Para comprender, sin embargo, todo lo que hay “de vivo y significante” en este fragmento del filme deberemos esperar al segundo relato de Lisa. Entre ambos flashbacks se sitúa un pequeño interludio donde volvemos al presente y, por lo tanto, al uso de la foto fija. Aquí la voz de Lisa es sustituida de nuevo por la del narrador masculino en tercera persona que procede evidenciando los mecanismos de la propia narración. En primer lugar éste reconoce que el personaje del marido de Lisa es probablemente una figura meramente funcional ideada para que la protagonista pueda contar su primera versión de la historia. Y, después, nos advierte de lo siguiente: “La segunda versión, un poco diferente, se la contará a si misma. Entre esas dos olas de recuerdo hay un hueco en la película rellenado, en el guión, con varios episodios que tienen lugar en –el crucero-. Los materiales rodados por Munk contienen solo retazos de esas escenas. Si el director las hubiese –desarrollado- como había planeado, el desarrollo de la acción presente y la motivación de la posterior confesión sobre lo sucedido en Auschwitz deberían haber sido más completas. No logró hacerlo. Entonces quedan solo los avances del crucero, la muchedumbre alegre de pasajeros y, entre ellos Lisa, observando a Marta, intentando asegurarse de que en realidad es ella. Su tensión interna crece y, en torno a ella, reviven sentimientos de hace años más auténticos.”

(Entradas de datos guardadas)
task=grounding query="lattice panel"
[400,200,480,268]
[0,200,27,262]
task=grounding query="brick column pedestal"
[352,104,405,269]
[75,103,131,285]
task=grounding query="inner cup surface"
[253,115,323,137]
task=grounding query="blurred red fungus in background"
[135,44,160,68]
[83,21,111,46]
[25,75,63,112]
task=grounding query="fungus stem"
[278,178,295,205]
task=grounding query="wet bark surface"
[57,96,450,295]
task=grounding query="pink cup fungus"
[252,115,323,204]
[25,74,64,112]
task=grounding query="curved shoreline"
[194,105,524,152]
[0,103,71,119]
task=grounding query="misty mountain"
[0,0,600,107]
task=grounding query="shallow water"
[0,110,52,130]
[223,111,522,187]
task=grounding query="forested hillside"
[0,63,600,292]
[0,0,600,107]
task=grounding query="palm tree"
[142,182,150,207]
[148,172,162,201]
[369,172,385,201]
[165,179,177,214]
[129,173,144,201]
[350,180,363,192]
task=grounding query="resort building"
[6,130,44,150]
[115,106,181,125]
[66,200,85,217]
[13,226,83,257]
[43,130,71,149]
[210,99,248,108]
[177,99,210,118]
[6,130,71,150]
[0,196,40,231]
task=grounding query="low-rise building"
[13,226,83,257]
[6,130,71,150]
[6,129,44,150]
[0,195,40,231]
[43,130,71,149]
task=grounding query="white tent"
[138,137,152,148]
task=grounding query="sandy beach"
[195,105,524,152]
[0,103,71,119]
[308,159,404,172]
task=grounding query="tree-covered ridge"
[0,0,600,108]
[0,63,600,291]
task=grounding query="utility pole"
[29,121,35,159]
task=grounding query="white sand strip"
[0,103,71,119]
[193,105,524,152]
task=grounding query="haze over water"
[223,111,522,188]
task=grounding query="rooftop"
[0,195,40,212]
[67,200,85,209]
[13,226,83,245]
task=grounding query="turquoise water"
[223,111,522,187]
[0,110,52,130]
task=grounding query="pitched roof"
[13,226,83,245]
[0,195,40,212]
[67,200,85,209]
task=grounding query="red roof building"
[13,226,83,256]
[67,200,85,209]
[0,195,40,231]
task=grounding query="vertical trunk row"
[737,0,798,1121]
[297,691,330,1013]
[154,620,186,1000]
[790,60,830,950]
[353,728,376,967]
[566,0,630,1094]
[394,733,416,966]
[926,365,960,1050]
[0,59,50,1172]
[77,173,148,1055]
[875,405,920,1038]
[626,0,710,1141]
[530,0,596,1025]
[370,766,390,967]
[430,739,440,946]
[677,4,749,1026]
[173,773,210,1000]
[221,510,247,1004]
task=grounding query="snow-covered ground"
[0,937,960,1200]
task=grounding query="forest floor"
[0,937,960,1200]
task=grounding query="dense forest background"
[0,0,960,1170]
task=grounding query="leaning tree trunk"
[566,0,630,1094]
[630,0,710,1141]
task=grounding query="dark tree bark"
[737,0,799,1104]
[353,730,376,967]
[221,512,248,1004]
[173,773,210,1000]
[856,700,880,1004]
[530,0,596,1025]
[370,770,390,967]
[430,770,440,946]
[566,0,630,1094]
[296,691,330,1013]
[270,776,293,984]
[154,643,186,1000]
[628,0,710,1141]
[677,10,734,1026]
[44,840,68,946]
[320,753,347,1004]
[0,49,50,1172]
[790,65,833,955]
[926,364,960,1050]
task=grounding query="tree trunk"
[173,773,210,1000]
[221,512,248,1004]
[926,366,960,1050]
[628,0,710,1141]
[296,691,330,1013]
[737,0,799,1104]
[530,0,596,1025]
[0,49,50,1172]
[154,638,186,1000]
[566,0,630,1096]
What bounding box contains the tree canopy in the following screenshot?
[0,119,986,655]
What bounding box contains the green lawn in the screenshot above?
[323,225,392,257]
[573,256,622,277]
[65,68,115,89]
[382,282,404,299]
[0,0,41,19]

**Tareas y ejercicios**
1) En el texto sobre el filme de Munk, ¿quién sustituye la voz de Lisa durante el interludio entre los dos flashbacks?
2) Escribe la continuación del texto sobre el filme de Munk a partir de su última frase.
El listado es un material aparte, independiente del texto.

**Resultados por tarea**
1) El narrador masculino en tercera persona.

2)
En este segundo tramo, mucho más extenso, las imágenes de la primera parte parecen ir alcanzando una mayor cohesión y continuidad al verse completadas por la inclusión de otras escenas que acompañan al relato de Lisa, ahora más consistente e hilvanado. Varias secuencias retratan con minuciosidad las relaciones entre Lisa y Marta así como el día a día de los campos. La sobriedad y la contención de la que están imbuidas estas escenas raramente ha sido alcanzada por los filmes de ficción que versan sobre el Holocausto lo cual hace de esta película un retrato estremecedor del horror cotidiano. Estremecedor porque en La pasajera ese horror es producto de una mecánica acumulativa sin alma, un horror que se cuela en las imágenes casi accidentalmente, sin ser subrayado y se esparce a través de la película como el aire o el polvo. En una escena Lisa, situada al otro lado de una alambrada, observa como los operarios vierten productos químicos en unas chimeneas mientras una cola de prisioneros formada por niños, mujeres y ancianos camina hacia las cámaras. “La supervisora Weniger solicita tomar el mando” –informa Marta. Y la cámara se gira con Lisa, con la naturalidad de quien, por unos segundos, ha dirigido su mirada hacia el lado equivocado.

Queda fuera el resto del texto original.